__TASKS__:
a) In the article on California's CARE Court below, rewrite the paragraph beginning "The first bill, Senate Bill 1016" as a short bulleted list that keeps its main facts.
b) Copy word for word a passage from the article on California's CARE Court below: begin at the words "The first bill, Senate" and stop after the words "and involuntary treatment.".
c) According to the article on California's CARE Court below, how many treatment agreements had been approved as of January 2026?

__TEXT SECTION__:
California Lawmakers Push to Fix Gaps in Newsom’s Mental Health Court, Reigniting Involuntary Treatment Debate
Why It Matters
California’s CARE Court, a centerpiece of Gov. Gavin Newsom’s strategy to address homelessness and mental illness, is failing to reach the most severely ill residents it was designed to help. Two new bills moving through the state legislature aim to close critical gaps in the program — but they are reigniting a long-standing debate over when government may place someone into mental health treatment without their consent.
The outcome could shape how California — and potentially other states watching closely — handles the intersection of mental illness, homelessness, and individual liberty for years to come.
What Happened
Launched in 2023, CARE Court allows family members of individuals with untreated schizophrenia or other psychotic disorders to refer them into a court-based program. There, participants work with a judge, a public defender, and a case worker on a treatment plan covering medication, therapy, and housing.
However, a CalMatters investigation found the program is falling well short of expectations. State Sen. Catherine Blakespear, a Democrat from Encinitas, is now carrying two bills intended to address the program’s structural failures. Both measures recently passed through the Senate Judiciary Committee despite objections from disability rights advocates.
The first bill, Senate Bill 1016, would allow anyone filing a CARE Court petition to request that a judge order a mental health assessment to determine whether the subject of the petition is gravely disabled or a danger to themselves or others. Depending on the results, a judge could order that person into a conservatorship — likely meaning placement in a locked psychiatric facility with mandatory medication. The goal is to create a formal pathway between voluntary CARE Court participation and involuntary treatment.
The second bill would make it easier for EMTs and other first responders to refer individuals to CARE Court, potentially expanding the program’s reach at the point of crisis.
By the Numbers
3,817 — petitions received by California courts on behalf of prospective CARE Court participants as of January 2026.
893 — treatment agreements actually approved out of those petitions, a fraction of the cases filed.
7,000 to 12,000 — the number of Californians the Newsom administration originally estimated would qualify for CARE Court.
2023 — the year CARE Court launched as part of Newsom’s broader homelessness and mental health strategy.
3 months — the amount of time one San Francisco Bay Area man spent deteriorating on the streets after leaving his CARE Court placement before a case worker located him.

__THE DATA__:

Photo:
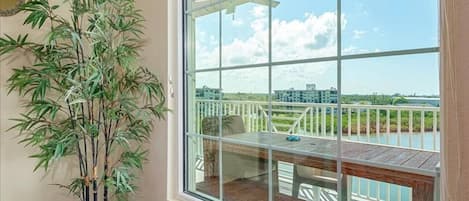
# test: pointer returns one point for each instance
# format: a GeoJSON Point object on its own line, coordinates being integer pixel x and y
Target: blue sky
{"type": "Point", "coordinates": [307, 29]}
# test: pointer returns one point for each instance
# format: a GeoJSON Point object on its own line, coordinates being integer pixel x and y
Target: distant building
{"type": "Point", "coordinates": [207, 93]}
{"type": "Point", "coordinates": [310, 95]}
{"type": "Point", "coordinates": [421, 101]}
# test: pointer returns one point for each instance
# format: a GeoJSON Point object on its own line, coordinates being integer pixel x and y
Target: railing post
{"type": "Point", "coordinates": [349, 121]}
{"type": "Point", "coordinates": [368, 125]}
{"type": "Point", "coordinates": [398, 127]}
{"type": "Point", "coordinates": [435, 127]}
{"type": "Point", "coordinates": [358, 123]}
{"type": "Point", "coordinates": [323, 123]}
{"type": "Point", "coordinates": [332, 121]}
{"type": "Point", "coordinates": [311, 120]}
{"type": "Point", "coordinates": [388, 125]}
{"type": "Point", "coordinates": [317, 121]}
{"type": "Point", "coordinates": [411, 127]}
{"type": "Point", "coordinates": [377, 128]}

__ANSWERS TO EACH TASK__:
a)
- Senate Bill 1016 would let anyone filing a CARE Court petition ask a judge to order a mental health assessment.
- The assessment would determine whether the person named in the petition is gravely disabled or a danger to themselves or others.
- Depending on the results, a judge could order that person into a conservatorship, likely meaning a locked psychiatric facility with mandatory medication.
- The aim is a formal pathway between voluntary CARE Court participation and involuntary treatment.

b)
The first bill, Senate Bill 1016, would allow anyone filing a CARE Court petition to request that a judge order a mental health assessment to determine whether the subject of the petition is gravely disabled or a danger to themselves or others. Depending on the results, a judge could order that person into a conservatorship — likely meaning placement in a locked psychiatric facility with mandatory medication. The goal is to create a formal pathway between voluntary CARE Court participation and involuntary treatment.

c) 893 treatment agreements had been approved, out of 3,817 petitions received.